B V B HC AK CIV-2007-404-5016 26 August 2008
[1] The successful appellant in this appeal seeks full solicitor/client costs. The apparent reasons for seeking costs on this basis are:
a) The appellant has incurred a lot of debt as a result of the proceedings;
b)The respondent enjoys a better financial position and has been able to meet the costs of the proceedings; and
c) The appellant’s actual costs ($21,606.93) are very similar to the scale
2B costs as calculated by the appellant ($21,120.00).
[2] The respondent opposes an award of costs either on a full solicitor/client basis or full scale costs. The respondent argues that part of the costs incurred in prosecuting the appeal are the result of errors that were completely outside of the respondent’s control. Furthermore, an award of costs on either basis is said to be contrary to the interests of the child. The respondent contends that her opposition to the appeal was in the child’s interests; she is responsible for the majority of the child’s costs; and she has incurred her own costs as a result of the appeal. Finally, she makes the point that no costs were awarded to her in the Family Court where she was the successful party.

→ **SOURCE EXCERPT**
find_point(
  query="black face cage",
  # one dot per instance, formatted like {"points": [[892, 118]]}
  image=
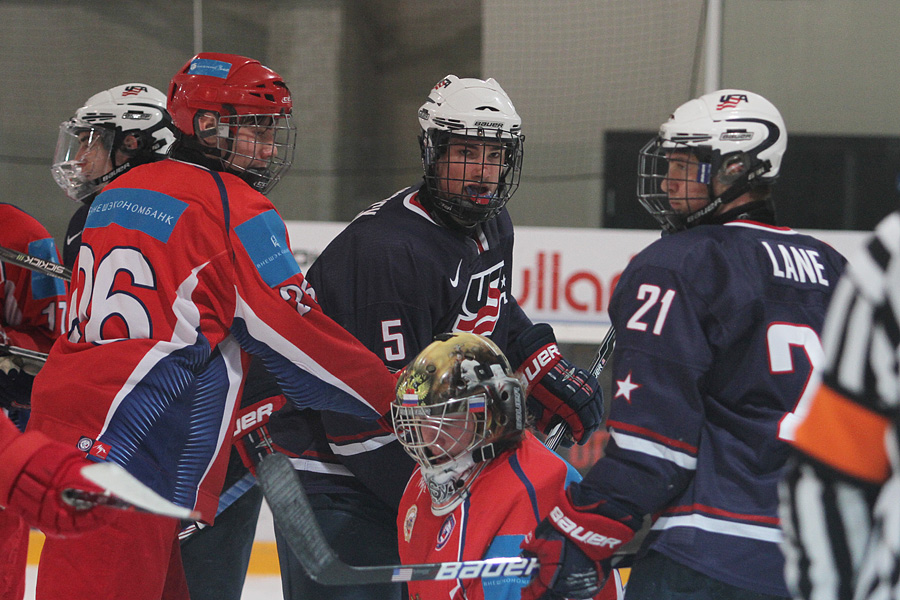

→ **TASK LIST**
1. In the costs ruling, what amount does the appellant give as actual costs?
2. Repeat word for word the part of the costs ruling from "[2] The respondent" to "the successful party.".
The lines can be set aside; nothing here depends on them.

→ **SOLUTIONS TO THE EXERCISE**
1. $21,606.93

2.
[2] The respondent opposes an award of costs either on a full solicitor/client basis or full scale costs. The respondent argues that part of the costs incurred in prosecuting the appeal are the result of errors that were completely outside of the respondent’s control. Furthermore, an award of costs on either basis is said to be contrary to the interests of the child. The respondent contends that her opposition to the appeal was in the child’s interests; she is responsible for the majority of the child’s costs; and she has incurred her own costs as a result of the appeal. Finally, she makes the point that no costs were awarded to her in the Family Court where she was the successful party.